━━━ Excerpted text ━━━

  • y = the price of a gallon of gasoline.
    • Whether a quantity is from biology, physics, or economics, the same mathematical concept -- the derivative -- is the tool to talk mathematically about how fast it changes.
     

    2)   The other great idea is "opposite" to the first one.  If you know how fast some quantity is changing, then how big is it at a certain time?  On the highway again, you could imagine trying to figure out how far you are from home (call this sat time t if you are given the velocity information v  (all the speedometer information between leaving  home and time t). 

    To take a simple example: It's very easy to find s if your car has constant velocity: if v  = some constant
    then we use the simple formula distance = (rate)(time), that is,     s = vt. 

    But finding s from v is harder if the velocity is changing throughout the trip. From part 1) we know that v = ds/dt and given the values of v;  we want to "think backwards" and recapture s.  Calculating the total distance from home, s, from the rate of change v  = ds/dt involves a concept from calculus called the integral.  An integral is analogous to your car's odometer (tripmeter) which (if you set it to 0 when you start out) shows the current value of s on your dashboard.

━━━ Information provided ━━━

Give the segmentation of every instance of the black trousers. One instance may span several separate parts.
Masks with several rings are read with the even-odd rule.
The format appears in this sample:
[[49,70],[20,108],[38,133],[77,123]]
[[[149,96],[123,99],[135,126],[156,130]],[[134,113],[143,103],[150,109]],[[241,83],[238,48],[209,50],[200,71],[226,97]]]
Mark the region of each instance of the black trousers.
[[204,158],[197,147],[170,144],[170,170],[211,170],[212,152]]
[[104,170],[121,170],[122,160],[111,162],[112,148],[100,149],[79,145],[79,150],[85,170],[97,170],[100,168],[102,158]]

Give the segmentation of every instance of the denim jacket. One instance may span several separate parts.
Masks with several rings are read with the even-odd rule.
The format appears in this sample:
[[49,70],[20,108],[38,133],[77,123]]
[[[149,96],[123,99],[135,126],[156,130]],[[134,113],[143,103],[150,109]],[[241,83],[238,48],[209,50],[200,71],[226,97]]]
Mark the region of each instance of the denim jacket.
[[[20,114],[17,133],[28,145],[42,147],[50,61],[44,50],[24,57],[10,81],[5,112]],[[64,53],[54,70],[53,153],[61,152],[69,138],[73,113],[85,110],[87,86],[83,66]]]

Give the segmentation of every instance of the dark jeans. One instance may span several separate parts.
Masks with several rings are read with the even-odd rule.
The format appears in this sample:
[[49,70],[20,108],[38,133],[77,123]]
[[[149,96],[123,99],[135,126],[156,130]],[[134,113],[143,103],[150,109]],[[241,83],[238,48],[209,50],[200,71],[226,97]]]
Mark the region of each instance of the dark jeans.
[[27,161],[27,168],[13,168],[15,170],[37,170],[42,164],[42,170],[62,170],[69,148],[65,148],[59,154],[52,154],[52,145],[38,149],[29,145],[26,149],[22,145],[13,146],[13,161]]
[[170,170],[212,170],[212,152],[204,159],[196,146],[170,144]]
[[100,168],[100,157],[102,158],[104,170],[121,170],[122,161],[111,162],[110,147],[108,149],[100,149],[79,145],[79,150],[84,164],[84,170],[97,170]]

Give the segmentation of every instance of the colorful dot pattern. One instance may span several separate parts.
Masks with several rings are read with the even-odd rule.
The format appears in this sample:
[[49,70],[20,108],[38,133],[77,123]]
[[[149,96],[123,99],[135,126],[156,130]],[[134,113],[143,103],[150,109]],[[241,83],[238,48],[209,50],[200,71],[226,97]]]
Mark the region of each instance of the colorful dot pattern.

━━━

Carry on the excerpt about derivatives and integrals, starting right after its final sentence.

    Instead of a distance, you might be interested in trying to compute the total amount of money A in an account if you know its rate of change dA/dt (roughly, this is the interest rate).  Or you might want to figure out the total number I of people infected with a disease at time t if you know the rate of infection dI/dt.  In all these situations, we want to find the "total amount" based on the rate of change. The mathematical tool is the same each time: the integral.

    In Calculus I, we develop the ideas of the derivative and the integral and take a look at how they are related.  These ideas, and a lot of techniques for working with them, are developed further in Calculus II.  Most of Math 131-132 consists of
    • developing the informal concepts behind ideas such as "rate of change"
    • developing the exact mathematical meaning of derivative and integral
    • seeing how derivatives and integrals are connected 
    • learning techniques for use these ideas efficiently.

    All of this is hard work.  But what did you expect in learning about "one of the great accomplishments of the human mind?"  
    The day-to-day work may seem tedious at times, but it's essential, like finger exercises for the future pianist.  Or, to change the analogy, it's like learning a new language: it can open new vistas and possibilities for you, but only if you're willing to memorize vocabulary, learn to conjugate verbs, and practice, practice, practice!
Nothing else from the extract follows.